DOCUMENT PASSAGE.
Read the Congressional amicus brief in full here.

As previously reported, HHS issued the “Conscience Rights in Health Care” rule last May, which was to have taken effect in November 2019.

“This rule ensures that healthcare entities and professionals won’t be bullied out of the healthcare field because they decline to participate in actions that violate their conscience, including the taking of human life,” Office of Civil Rights (OCR) Director Roger Severino said in a statement. “Protecting conscience and religious freedom not only fosters greater diversity in healthcare, it’s the law.”

The updated rule provided clarification on existing federal conscience protection laws as passed by Congress, and required healthcare entities to keep records documenting compliance with such statutes, as well as to to submit certifications to HHS that they are indeed following the law.

OCR said that the rule was necessary as some remain confused about whether or not federal or state laws require individuals to participate in abortions or sterilizations, despite the existence of protections such as the Weldon Amendment and the Coats-Snowe Amendment.

“For instance, some advocacy organizations have filed lawsuits claiming that federal or state laws require private religious entities to perform abortions and sterilizations despite the existence of longstanding conscience and anti‐discrimination protections on this topic,” the department outlined in its rule explanation.

“A patient also sued a secular public hospital for accommodating doctors’ and nurses’ religious objections to abortion in alleged violation of a state law, Washington’s Reproductive Privacy Act,” it stated.

James at New York Pride          Photo Credit: DVSROSS/ Flickr/New York Pride

However, several lawsuits were soon filed against the new rule, including a legal challenge led by New York Attorney General Letitia James. More than a dozen other states joined the complaint, including Pennsylvania, New Jersey, Vermont, Massachusetts, Michigan, Minnesota, New Mexico, Nevada, Colorado and Oregon.

California filed its own lawsuit separately, as did the Planned Parenthood Federation of America and the National Family Planning and Reproductive Health Association.

“The federal government is giving health care providers free license to openly discriminate and refuse care to patients — a gross misinterpretation of religious freedom that will have devastating consequences on communities throughout the country,” James said in a statement. “When the health of our residents is at stake, and the safety of vulnerable populations hang in the balance, we cannot rest until this ‘health care refusal’ rule is stopped.”

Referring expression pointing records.
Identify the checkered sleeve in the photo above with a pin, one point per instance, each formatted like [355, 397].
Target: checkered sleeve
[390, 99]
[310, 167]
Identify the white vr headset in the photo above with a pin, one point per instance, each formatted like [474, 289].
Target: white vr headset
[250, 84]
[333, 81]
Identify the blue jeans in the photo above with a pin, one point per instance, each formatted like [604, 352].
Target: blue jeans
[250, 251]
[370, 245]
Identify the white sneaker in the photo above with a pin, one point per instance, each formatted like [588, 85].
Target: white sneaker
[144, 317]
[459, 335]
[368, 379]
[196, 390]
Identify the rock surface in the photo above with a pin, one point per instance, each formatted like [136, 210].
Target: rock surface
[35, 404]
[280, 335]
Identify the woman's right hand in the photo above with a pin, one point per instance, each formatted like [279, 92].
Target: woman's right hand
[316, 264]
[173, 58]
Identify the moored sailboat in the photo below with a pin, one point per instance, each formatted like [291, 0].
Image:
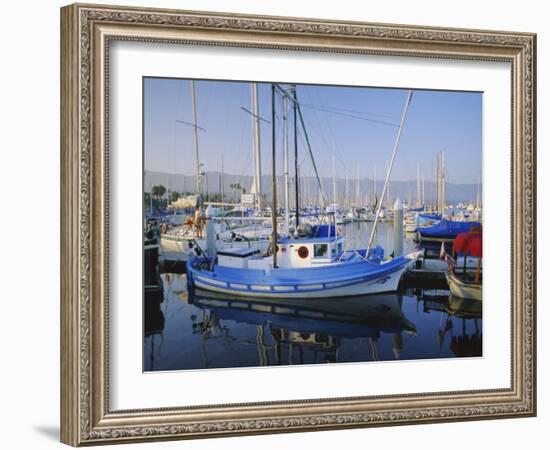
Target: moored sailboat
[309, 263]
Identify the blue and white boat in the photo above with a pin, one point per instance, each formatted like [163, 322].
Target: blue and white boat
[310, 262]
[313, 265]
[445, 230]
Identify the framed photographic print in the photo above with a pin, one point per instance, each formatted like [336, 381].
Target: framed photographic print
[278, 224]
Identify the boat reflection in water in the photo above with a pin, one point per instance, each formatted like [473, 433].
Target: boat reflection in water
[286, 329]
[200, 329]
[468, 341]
* * *
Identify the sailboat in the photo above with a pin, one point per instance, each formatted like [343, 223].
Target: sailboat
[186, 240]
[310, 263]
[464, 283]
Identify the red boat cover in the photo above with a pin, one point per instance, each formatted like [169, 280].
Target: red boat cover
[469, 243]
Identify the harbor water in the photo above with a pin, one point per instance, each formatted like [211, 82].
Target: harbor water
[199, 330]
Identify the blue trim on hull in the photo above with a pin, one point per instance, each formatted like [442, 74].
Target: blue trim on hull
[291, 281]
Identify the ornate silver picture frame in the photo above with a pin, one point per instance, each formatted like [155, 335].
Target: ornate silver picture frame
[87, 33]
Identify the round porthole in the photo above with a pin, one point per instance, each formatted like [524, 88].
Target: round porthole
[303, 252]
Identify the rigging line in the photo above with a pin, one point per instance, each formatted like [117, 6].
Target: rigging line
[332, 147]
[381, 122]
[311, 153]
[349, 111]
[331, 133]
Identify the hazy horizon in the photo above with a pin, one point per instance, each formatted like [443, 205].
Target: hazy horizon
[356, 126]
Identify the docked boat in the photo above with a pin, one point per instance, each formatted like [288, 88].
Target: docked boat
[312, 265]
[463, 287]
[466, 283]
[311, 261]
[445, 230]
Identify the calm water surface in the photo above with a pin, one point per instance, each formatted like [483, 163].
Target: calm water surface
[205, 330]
---
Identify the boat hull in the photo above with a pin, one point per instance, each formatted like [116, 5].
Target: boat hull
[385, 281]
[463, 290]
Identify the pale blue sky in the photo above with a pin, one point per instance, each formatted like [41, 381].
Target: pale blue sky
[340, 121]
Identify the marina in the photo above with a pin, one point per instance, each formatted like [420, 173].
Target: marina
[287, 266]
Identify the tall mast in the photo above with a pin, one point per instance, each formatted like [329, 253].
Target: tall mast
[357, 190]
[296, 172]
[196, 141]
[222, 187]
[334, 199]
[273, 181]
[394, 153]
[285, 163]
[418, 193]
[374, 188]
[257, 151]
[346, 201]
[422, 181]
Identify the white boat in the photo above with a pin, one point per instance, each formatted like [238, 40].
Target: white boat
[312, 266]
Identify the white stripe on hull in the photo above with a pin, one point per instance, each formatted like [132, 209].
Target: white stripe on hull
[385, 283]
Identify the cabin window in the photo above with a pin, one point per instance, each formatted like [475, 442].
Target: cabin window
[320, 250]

EXERCISE DIRECTIONS.
Please pick up the article on the HHS conscience rights rule from the point where it stops, and continue it past James's statement.

WRITTEN ANSWER.
She opined that the rule would especially adversely affect those who identify as homosexual and transgender.

In November, Judge Paul Engelmayer, an Obama nominee, struck down the rule in finding that it could pull the rug out from under states that had anticipated federal funding but ended up losing it due to noncompliance with the new regulation.

“A state that has organized its programs (e.g., its Medicaid program) in anticipation of a promised outlay of funds could find all its HHS funding streams cut off for its failure to adapt,” Engelmayer worried. “The state, however, had no way to know at the time it accepted such funds that HHS would later claim the right to close these spigots based on a breach of a Conscience Provision.”

“HHS, in this litigation, admitted that only a tiny fraction of the complaints that its rule invoked as support were even relevant to the Conscience Provisions,” he also wrote. “HHS’s central factual claim of a ‘significant increase’ of complaints of Conscience Provision violations is flatly untrue. This alone makes the agency’s decision to promulgate the rule arbitrary and capricious.”

Read the ruling in full here.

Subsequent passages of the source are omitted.